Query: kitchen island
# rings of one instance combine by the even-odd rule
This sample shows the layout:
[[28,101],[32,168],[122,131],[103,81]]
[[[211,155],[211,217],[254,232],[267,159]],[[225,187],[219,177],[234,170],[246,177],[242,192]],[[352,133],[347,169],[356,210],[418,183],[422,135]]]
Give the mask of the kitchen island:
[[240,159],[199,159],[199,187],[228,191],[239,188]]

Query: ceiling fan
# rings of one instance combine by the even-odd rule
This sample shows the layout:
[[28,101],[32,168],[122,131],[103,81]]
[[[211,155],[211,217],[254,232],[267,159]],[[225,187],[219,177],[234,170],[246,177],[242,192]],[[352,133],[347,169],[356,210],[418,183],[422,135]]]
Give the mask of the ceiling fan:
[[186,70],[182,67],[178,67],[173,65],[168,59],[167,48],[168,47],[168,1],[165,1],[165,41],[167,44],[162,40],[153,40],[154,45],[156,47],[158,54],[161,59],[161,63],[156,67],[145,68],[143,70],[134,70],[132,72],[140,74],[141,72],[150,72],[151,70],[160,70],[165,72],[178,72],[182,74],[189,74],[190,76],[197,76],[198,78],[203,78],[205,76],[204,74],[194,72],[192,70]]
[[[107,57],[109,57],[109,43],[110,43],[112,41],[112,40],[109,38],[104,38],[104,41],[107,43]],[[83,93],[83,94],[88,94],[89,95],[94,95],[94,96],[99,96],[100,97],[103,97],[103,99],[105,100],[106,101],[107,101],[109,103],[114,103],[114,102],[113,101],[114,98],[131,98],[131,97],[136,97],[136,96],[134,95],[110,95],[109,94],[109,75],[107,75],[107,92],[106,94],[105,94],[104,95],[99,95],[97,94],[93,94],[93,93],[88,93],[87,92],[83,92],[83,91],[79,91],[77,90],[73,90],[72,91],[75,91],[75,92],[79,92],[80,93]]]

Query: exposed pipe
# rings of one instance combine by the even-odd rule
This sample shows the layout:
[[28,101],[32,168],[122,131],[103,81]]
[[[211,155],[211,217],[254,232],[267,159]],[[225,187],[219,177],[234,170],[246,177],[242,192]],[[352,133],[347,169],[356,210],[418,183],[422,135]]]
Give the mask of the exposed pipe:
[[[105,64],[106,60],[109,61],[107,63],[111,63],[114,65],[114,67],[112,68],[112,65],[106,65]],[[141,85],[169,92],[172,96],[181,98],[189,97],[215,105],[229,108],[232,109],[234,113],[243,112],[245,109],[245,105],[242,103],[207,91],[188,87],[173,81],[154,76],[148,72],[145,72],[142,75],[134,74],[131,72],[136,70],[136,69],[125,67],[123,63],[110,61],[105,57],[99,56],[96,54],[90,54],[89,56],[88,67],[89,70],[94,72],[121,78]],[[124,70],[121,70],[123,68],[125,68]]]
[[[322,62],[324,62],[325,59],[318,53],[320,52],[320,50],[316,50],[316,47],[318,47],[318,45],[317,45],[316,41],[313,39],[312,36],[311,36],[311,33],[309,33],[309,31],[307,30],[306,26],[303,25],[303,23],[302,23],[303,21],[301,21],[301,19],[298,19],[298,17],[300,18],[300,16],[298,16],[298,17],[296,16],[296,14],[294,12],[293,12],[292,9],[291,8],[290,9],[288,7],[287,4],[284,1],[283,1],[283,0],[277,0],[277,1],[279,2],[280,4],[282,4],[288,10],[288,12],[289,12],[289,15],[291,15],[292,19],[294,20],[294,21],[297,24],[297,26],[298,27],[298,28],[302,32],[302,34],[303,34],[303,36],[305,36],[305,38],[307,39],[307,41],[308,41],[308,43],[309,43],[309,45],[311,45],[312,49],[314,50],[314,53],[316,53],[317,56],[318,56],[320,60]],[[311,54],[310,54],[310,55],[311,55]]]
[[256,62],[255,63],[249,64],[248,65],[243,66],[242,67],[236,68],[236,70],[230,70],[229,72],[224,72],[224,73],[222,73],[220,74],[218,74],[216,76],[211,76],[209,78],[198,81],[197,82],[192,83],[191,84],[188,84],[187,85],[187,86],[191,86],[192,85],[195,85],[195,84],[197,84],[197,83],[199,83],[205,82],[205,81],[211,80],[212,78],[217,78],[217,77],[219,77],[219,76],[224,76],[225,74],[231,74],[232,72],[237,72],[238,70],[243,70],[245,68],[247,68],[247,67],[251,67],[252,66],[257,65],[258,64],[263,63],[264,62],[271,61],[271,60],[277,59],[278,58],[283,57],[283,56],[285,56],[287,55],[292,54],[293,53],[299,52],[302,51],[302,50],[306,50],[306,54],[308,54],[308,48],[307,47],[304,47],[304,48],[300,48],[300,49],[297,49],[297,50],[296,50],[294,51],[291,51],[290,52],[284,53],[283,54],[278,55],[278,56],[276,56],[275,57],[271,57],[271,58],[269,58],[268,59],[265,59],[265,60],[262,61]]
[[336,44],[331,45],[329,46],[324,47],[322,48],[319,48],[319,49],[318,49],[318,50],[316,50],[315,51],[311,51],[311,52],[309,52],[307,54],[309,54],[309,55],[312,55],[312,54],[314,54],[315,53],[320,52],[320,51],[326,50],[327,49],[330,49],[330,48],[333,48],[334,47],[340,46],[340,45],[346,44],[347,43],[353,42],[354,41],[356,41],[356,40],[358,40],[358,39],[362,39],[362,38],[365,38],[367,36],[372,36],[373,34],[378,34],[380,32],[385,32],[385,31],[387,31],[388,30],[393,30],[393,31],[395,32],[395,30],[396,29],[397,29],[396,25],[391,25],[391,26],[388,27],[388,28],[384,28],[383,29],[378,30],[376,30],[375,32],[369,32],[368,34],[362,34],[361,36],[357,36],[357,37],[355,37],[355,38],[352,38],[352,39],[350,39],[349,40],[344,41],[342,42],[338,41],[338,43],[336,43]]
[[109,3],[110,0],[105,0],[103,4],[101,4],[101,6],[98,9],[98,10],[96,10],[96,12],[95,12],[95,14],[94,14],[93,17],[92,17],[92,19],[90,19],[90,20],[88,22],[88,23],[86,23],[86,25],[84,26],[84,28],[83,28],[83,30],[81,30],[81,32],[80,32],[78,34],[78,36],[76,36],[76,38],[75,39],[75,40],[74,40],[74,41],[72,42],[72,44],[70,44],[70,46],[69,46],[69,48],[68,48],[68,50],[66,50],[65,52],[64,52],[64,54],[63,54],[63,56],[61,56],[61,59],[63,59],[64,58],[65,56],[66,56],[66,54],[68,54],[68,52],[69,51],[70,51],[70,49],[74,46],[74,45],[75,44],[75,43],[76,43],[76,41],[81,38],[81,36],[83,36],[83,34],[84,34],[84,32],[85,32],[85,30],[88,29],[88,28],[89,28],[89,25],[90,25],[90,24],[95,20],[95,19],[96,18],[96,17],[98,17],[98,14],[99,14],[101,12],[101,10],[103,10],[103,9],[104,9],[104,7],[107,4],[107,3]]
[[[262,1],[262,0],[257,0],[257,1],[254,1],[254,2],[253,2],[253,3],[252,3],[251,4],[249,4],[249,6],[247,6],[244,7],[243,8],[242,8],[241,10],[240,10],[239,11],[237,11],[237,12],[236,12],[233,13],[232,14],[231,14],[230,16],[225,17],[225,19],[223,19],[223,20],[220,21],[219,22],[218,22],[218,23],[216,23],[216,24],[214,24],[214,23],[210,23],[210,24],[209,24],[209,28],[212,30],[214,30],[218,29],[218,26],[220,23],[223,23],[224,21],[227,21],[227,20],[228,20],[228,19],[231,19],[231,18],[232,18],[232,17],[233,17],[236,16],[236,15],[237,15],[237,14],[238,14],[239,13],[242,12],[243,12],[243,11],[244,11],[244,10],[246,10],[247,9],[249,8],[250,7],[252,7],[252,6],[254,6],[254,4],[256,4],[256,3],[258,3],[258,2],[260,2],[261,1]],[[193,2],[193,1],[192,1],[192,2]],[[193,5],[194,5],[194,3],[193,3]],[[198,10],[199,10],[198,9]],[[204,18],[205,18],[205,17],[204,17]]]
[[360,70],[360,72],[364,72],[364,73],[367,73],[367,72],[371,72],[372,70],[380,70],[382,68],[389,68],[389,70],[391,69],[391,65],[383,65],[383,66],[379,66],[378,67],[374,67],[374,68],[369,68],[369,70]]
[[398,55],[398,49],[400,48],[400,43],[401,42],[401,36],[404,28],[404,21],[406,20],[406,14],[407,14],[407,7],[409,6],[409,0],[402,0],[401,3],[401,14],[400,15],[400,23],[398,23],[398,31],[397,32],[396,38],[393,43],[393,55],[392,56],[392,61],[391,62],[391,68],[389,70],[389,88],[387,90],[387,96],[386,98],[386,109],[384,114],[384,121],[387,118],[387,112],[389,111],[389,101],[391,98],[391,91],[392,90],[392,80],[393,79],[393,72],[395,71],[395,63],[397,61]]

**Written request**
Add 144 to every vertex coordinate in the answer outlines and write out again the stretch of records from the start through the line containing "[[240,159],[199,159],[199,187],[228,191],[239,188]]", with the requests included. Leave the numbers in the requests and their format samples unchanged.

**The reply**
Query: kitchen island
# rings of one instance combine by the even-odd rule
This sample shows the layout:
[[28,101],[32,168],[122,131],[103,81]]
[[[211,155],[211,217],[254,232],[267,159]],[[225,187],[219,177],[234,170],[246,177],[242,192]],[[352,133],[347,169],[356,210],[418,183],[422,135]]]
Give the mask of the kitchen island:
[[384,303],[343,303],[343,331],[372,335],[383,332]]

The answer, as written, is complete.